In the entries that follow, identify the line containing "Where can the orange" and return it together with all later lines, exactly as they appear.

+ + + + + + +

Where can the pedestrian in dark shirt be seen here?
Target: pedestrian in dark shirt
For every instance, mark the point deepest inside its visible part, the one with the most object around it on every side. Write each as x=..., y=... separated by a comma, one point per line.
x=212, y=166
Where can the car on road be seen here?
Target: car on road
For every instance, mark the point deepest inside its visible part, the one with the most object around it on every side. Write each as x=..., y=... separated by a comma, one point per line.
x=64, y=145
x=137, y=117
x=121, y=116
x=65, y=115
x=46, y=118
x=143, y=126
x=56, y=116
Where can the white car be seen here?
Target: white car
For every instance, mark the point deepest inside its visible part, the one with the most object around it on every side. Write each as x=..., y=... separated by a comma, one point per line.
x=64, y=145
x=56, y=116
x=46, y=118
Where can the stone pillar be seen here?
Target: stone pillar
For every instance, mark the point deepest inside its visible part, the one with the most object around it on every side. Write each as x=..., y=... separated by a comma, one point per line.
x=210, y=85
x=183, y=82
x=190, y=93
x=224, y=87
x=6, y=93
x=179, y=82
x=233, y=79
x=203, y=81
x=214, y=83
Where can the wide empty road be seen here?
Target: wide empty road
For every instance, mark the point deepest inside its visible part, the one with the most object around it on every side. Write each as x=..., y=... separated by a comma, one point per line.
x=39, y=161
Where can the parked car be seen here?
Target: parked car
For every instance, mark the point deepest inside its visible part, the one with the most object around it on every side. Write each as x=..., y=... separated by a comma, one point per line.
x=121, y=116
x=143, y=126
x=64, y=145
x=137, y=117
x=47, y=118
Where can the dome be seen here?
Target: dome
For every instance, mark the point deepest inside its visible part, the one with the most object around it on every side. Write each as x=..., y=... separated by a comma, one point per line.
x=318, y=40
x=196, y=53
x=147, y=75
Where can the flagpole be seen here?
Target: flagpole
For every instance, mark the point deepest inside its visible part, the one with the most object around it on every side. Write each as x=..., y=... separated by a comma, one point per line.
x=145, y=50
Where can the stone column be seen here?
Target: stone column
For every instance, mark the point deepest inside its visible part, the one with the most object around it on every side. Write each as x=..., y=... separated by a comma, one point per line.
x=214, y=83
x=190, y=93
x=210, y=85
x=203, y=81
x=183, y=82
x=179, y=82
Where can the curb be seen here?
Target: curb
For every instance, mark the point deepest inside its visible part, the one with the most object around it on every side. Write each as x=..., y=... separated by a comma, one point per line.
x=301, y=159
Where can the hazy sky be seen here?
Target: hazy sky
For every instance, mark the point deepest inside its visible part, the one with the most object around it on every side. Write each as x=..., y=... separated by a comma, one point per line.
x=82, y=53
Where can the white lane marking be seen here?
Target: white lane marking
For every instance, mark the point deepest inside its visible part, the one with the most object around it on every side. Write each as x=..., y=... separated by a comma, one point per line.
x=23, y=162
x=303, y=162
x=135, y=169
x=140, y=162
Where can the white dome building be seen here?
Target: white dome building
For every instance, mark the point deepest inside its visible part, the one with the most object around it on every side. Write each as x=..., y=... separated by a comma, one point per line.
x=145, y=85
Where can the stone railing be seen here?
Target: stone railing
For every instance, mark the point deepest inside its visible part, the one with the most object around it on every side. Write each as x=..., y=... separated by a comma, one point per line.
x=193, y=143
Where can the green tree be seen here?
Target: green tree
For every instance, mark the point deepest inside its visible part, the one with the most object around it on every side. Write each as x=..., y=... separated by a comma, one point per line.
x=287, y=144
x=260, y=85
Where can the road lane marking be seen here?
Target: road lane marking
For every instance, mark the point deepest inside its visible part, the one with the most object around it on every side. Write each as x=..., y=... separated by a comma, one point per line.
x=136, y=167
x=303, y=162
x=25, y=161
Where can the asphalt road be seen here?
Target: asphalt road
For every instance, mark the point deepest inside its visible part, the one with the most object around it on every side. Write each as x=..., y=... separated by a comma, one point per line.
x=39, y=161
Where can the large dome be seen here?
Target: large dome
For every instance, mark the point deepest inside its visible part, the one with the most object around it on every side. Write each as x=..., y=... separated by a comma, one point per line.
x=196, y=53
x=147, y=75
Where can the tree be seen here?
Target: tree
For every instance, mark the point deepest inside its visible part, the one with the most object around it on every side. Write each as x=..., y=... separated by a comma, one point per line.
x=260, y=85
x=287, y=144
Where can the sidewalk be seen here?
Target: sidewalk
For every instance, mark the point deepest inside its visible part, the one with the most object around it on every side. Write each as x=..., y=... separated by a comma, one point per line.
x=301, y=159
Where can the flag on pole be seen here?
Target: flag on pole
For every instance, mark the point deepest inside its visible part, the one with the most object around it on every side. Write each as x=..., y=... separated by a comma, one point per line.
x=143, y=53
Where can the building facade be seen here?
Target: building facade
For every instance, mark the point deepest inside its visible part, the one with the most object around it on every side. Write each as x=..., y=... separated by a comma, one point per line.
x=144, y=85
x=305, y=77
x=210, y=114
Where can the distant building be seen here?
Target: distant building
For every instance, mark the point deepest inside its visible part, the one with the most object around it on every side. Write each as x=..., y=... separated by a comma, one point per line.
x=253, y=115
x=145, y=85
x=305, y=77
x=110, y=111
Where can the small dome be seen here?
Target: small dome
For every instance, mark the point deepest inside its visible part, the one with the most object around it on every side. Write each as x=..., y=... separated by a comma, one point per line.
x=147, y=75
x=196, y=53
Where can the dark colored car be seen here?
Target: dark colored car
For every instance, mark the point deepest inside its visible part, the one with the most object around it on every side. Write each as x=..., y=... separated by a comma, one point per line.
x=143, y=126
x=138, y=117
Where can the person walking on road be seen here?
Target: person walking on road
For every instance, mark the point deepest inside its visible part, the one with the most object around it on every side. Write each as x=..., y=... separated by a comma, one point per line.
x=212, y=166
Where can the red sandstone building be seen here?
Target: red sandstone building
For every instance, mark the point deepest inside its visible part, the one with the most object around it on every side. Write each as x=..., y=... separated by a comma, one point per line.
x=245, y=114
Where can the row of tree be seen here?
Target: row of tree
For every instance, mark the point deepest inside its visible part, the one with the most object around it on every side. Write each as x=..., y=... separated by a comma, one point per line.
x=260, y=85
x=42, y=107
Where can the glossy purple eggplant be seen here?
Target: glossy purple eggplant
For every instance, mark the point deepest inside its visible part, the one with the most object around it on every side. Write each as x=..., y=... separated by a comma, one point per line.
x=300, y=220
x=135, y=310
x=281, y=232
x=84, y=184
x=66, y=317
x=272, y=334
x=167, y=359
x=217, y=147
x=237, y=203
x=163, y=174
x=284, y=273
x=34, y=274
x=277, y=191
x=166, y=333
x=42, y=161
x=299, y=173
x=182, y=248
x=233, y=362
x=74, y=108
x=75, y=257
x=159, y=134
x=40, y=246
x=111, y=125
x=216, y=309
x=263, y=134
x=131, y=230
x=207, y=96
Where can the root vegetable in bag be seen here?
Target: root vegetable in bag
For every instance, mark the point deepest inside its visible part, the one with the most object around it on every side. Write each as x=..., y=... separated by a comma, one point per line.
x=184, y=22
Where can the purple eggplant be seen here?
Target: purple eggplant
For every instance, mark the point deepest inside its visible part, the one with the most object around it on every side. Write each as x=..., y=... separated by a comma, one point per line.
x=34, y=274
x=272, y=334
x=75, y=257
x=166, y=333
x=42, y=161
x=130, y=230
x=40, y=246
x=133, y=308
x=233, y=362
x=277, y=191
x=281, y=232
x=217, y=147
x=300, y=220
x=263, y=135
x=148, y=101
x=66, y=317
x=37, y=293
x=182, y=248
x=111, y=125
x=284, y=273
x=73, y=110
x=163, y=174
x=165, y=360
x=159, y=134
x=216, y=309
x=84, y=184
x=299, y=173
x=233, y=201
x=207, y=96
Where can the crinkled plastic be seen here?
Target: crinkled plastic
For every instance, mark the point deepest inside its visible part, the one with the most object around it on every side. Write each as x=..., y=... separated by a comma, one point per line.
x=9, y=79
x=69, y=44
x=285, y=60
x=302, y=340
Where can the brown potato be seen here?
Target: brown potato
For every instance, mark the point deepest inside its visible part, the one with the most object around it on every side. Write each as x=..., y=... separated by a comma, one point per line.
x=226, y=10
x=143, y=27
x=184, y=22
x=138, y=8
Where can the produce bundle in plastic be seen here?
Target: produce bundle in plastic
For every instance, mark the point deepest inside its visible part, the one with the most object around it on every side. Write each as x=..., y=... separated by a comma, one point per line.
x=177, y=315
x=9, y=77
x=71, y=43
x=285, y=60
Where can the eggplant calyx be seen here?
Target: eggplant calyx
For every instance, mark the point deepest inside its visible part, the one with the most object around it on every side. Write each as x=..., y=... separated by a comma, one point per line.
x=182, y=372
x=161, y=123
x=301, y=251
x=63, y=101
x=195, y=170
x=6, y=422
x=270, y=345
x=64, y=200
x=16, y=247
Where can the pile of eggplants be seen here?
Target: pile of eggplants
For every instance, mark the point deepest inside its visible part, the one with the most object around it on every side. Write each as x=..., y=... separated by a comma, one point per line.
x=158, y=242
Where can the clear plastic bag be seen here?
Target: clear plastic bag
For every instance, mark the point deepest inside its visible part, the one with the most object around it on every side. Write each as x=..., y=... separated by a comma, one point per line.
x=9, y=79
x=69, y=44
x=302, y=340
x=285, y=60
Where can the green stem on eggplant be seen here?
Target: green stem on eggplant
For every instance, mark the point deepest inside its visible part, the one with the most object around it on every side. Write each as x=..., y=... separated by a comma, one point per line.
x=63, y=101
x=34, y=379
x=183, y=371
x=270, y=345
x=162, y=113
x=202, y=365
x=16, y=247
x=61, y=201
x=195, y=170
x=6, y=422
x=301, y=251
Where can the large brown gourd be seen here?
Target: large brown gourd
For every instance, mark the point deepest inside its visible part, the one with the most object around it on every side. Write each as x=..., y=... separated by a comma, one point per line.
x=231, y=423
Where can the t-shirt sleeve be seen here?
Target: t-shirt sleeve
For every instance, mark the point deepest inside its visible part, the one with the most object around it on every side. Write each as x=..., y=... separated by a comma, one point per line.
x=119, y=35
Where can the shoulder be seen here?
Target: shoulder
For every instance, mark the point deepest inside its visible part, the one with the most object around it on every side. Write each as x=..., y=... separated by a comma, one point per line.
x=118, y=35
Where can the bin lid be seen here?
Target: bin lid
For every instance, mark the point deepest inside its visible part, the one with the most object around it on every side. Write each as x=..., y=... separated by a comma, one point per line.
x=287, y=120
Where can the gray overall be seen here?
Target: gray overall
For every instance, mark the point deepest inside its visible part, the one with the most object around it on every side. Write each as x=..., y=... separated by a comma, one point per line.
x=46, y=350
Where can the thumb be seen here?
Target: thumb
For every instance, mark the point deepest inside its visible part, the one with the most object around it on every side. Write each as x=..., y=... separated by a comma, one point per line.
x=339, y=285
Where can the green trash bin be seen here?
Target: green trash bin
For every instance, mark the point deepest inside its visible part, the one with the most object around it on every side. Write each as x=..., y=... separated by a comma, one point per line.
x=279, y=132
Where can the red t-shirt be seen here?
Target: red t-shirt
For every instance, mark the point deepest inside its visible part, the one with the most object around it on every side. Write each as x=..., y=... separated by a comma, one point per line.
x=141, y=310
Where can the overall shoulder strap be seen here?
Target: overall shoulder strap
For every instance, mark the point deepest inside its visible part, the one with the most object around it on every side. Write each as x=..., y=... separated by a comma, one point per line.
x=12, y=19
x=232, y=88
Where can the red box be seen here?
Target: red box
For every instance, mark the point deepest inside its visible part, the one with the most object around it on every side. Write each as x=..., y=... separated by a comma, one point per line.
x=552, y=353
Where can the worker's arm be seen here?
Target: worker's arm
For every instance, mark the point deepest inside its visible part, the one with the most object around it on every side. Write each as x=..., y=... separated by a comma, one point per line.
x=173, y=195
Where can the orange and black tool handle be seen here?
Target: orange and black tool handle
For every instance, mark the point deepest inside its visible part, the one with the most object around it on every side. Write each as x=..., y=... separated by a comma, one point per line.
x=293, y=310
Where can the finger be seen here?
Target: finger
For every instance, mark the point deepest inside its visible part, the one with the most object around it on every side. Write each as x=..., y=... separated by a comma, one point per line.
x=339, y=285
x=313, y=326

+ + + + + + +

**The completed task:**
Where can the orange and black tool handle be seen here?
Target: orange and black tool handle
For every instance, mark the point deepest inside its visible part, the one with the most object around it on every side. Write each as x=..., y=... separated by a comma, one point per line.
x=293, y=310
Where can the finger be seen here?
Target: finger
For every instance, mark the point deepest inside its visible part, the one with the most object around it on every side. Write each as x=..., y=... separated by a comma, one point per line.
x=339, y=285
x=313, y=326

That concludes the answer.